■ **What to do**:
Rewrite the kilogram article starting with "It’s so revered, in" and going on through "Weights and Measures.", replacing "key holders" with "custodians".

Quantum leap for mass as science redefines the kilogram

The international prototype of the kilogram, or ‘Le Grand K’ as it is tenderly known, is one of science’s most hallowed relics.

Picture: Pixabay.com

SEVRES - Sealed in a vault beneath a duke’s former pleasure palace among the sycamore-streaked forests west of Paris sits an object the size of an apple that determines the weight of the world.

Forged against a backdrop of scientific and political upheaval following the French Revolution, a single, small cylinder of platinum-iridium alloy has laid largely undisturbed for nearly 130 years as the world’s benchmark for what, precisely, is a kilogram.

The international prototype of the kilogram, or “Le Grand K” as it is tenderly known, is one of science’s most hallowed relics, an analogue against which all other weights are compared and a totem of the metric system that accompanied the epoch of liberty, equality and fraternity.

It’s so revered, in fact, that it’s only been weighed four times since 1889 and the room housing it in the Pavillion de Breteuil may only be opened when the three living key holders - who for security reasons must be of different nationalities - turn the lock simultaneously.

And yet it’s soon to be out of a job.

Hundreds of scientists from around the world will gather this week in the opulence of Versailles Palace for the 26th General Conference on Weights and Measures.

There, in an act belatedly fulfilling the metric system’s founding promise of “For all ages, for all people”, they will replace the Grand K with a universal formula that defines the kilogram using the quantum laws of Nature.

“The kilogram is the last unit of measurement based on a physical object,” said Thomas Grenon, director of France’s National Laboratory of Metrology and Testing.

■ **Provided data**:
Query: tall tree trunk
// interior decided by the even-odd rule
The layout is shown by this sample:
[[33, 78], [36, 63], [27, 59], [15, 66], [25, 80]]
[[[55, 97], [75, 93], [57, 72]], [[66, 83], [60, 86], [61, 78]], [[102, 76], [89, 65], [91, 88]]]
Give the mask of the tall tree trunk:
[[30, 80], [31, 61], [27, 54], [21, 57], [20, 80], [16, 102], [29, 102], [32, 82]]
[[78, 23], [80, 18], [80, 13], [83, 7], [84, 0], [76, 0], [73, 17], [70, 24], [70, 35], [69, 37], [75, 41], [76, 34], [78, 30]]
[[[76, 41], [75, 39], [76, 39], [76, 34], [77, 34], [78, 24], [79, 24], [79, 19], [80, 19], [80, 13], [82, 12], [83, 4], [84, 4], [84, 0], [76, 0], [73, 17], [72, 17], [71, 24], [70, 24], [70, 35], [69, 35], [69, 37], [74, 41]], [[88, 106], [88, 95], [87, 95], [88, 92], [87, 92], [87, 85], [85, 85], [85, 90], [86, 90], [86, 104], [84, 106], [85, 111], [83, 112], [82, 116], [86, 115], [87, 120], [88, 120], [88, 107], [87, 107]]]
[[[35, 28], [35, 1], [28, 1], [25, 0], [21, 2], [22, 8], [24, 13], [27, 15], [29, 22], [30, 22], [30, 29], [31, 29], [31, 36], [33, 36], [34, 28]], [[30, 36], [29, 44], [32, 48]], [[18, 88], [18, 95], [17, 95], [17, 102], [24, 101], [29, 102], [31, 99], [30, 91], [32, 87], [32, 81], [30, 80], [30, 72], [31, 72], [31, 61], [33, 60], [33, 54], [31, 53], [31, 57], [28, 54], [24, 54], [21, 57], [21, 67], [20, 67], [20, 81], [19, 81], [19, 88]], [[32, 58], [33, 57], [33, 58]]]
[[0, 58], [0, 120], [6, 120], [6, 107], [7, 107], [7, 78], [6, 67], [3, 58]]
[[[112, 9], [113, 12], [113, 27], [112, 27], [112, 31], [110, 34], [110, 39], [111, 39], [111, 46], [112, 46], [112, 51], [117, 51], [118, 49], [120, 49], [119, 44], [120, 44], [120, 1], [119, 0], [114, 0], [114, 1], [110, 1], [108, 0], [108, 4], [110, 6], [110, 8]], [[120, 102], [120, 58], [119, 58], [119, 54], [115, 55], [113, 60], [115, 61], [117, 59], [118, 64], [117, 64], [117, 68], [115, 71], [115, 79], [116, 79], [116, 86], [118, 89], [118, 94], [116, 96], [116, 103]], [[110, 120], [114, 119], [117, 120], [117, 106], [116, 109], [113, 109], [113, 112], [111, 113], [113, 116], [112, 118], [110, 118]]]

■ **Exercise solution**:
It’s so revered, in fact, that it’s only been weighed four times since 1889 and the room housing it in the Pavillion de Breteuil may only be opened when the three living custodians - who for security reasons must be of different nationalities - turn the lock simultaneously.

And yet it’s soon to be out of a job.

Hundreds of scientists from around the world will gather this week in the opulence of Versailles Palace for the 26th General Conference on Weights and Measures.